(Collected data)
■ ■ ■ ■
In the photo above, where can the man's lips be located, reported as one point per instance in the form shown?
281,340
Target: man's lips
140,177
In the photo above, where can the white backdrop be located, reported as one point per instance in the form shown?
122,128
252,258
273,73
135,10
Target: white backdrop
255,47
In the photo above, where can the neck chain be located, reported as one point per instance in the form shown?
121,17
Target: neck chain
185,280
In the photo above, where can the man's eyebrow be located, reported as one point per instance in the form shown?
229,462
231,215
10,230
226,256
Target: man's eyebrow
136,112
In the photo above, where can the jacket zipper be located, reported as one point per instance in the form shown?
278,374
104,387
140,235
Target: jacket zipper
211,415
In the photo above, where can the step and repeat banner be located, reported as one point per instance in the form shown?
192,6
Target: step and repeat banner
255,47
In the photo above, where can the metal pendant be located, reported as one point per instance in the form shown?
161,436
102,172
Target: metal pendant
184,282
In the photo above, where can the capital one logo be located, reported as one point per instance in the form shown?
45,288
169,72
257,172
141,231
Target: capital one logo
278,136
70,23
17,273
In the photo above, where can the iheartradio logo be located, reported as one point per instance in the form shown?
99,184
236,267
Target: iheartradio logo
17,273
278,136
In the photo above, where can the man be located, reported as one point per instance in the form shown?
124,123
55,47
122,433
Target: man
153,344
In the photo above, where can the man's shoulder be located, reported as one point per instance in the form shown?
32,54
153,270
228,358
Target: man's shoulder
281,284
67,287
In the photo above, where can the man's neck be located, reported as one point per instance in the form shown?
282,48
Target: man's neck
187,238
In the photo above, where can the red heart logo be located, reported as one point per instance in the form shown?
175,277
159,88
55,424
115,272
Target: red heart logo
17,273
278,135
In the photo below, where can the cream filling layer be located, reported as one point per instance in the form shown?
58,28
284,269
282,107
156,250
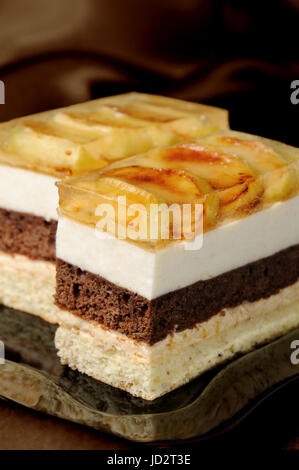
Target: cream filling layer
28,285
152,274
151,371
28,191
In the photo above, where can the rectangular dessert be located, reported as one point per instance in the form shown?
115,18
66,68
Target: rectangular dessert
148,314
35,151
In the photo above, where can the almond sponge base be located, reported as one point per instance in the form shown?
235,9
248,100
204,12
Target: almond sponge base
152,371
28,285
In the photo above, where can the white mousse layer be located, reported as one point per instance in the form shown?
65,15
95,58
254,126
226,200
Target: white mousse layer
29,192
152,274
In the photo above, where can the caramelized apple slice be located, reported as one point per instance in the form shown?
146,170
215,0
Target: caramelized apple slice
44,146
219,169
124,142
168,185
264,160
242,197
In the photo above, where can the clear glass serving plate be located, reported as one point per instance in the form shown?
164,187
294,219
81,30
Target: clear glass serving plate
32,376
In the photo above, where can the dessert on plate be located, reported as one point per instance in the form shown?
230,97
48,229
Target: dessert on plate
35,151
147,311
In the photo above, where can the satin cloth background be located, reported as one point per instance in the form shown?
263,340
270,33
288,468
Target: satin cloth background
240,55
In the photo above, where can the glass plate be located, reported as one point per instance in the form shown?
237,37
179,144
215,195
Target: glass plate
33,377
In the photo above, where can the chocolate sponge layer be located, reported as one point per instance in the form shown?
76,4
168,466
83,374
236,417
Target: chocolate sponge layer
94,298
28,235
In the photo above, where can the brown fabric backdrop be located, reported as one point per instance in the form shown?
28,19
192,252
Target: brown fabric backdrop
241,55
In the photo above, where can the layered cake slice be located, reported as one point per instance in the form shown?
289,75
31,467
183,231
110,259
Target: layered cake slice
37,150
148,301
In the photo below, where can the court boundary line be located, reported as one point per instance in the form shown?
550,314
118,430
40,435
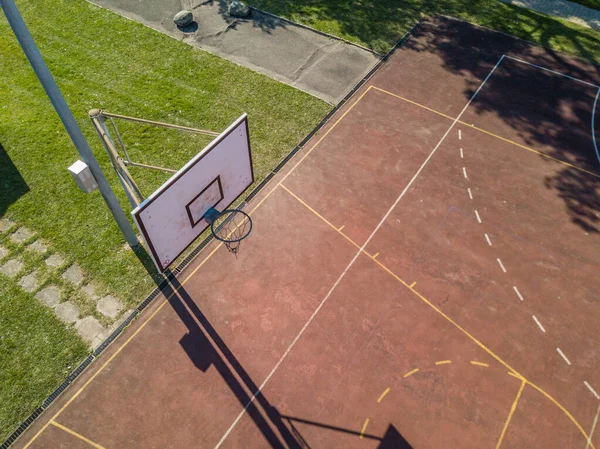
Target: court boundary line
■ ■ ■ ■
▶ PROBLEM REQUIREMENTS
Rewrite all of the records above, replacing "Target" with "Label" everywhere it occurs and leaving everything else unchanged. Omit the pictures from your answer.

▶ REPLY
In the photo above, where can the man's lips be located, reported as one point per instance in the form shown?
281,340
Label: man's lips
140,177
In the photo above, where can the white backdrop be located, reported as one point per instance in the form shown?
122,128
252,258
273,73
135,10
Label: white backdrop
255,47
In the photo above, where can the neck chain be located, reported as one point per instance in the form shown?
121,17
Label: neck chain
185,280
In the photo above, where can the man's eyebrow be located, reported as one point per instance in the form shown?
229,462
231,215
10,230
226,256
Label: man's eyebrow
136,112
In the photo above, where can the jacket zipper be located, reported as one point per instance in the form shown?
278,374
104,387
140,235
Label: jacket zipper
211,415
In the photo above, where can the step and repeat banner be located, reported as one point per instance in the form shown?
192,6
Label: step and repeat banner
255,47
In the photo above, where can the metal pendant be located, reported as one point per instance in the form shown?
161,436
102,172
Label: metal pendant
184,282
In the photo above, where can the capital one logo be located, reported as one point per instance in the form shown?
45,288
169,72
257,172
141,231
Label: capital one logo
278,136
70,23
17,273
In the photo above, where can the iheartradio logo be located, reported as one point per instance in the form shown?
99,184
236,267
Label: iheartradio logo
17,273
278,136
In the photo above, where can the man be located, reported as one point per instance in the form shown?
124,123
55,47
122,433
Label: man
153,344
In the photo above, where can the man's shoulder be located, reported as one point per instance in the form shown?
32,54
153,270
228,358
Label: man's shoulder
281,284
67,287
In the photo above, where can the man's neck be located, reported as one point per instance in the form shown?
282,48
Label: man's neck
187,238
In the photo above, where can the red heart logo be located, reported as one point per instance in the form shown?
175,277
159,88
55,424
115,272
Label: red heart logo
17,273
278,135
In the photo below, where can the cream filling layer be located, reported as one point per instance in the form shown?
58,28
284,269
282,107
156,250
Label: cream filling layer
28,285
152,274
151,371
28,191
In the photo above, where can the rectangular dessert be located, reported as one point per instance in the form shown?
115,18
66,68
Label: rectangular dessert
148,314
35,151
In the photo above, where can the almond sponge base be located, reported as one point per instance in the form shown?
235,9
248,100
204,12
Label: almond sponge base
152,371
28,285
In the photo above, where can the white mousse layer be located, reported as one point per instance in the form shown?
65,15
95,58
254,126
226,200
Label: white mousse layer
29,192
152,274
In the photo above, where can the caramelized apple slice be located, reported as one point per instance in the form shown?
146,170
215,0
Label: caramelized apple slice
44,146
219,169
124,142
168,185
264,160
242,197
In the photo above, where can the clear glass serving plate be located, reported as one point per instance in the form shown?
164,187
294,219
81,30
Label: clear glass serving plate
32,376
In the photo above, where can the dessert on plate be located, reported as one point per instance in the form shown?
230,97
48,229
Label: dessert on plate
35,151
147,311
In the photo above, where can the satin cloth background be located, reported as one point per instance in the form shown?
263,340
270,33
288,468
Label: satin cloth background
240,55
In the photo above, where can the glass plate be located, reported as one point per instance in the form shown?
237,37
179,144
215,195
Label: glass plate
33,377
In the photo above, where can the chocolate sponge layer be located, reported as one point per instance in the form shown?
76,4
168,466
83,374
236,417
Label: chocolate sponge layer
94,298
28,235
In the photo above, where can the brown fabric backdrop be located, reported as one point per instance in the form shown?
28,19
192,252
Label: brown fabric backdrop
241,55
In the photo above, where can the layered cake slice be located, reported as one point per instance in the form shown?
289,75
31,467
183,231
110,259
Label: layered cake slice
37,150
148,301
In the photo below, where can the court boundary line be located, reported as one point per instance in the form shown?
550,314
118,430
40,435
Label: court boundary line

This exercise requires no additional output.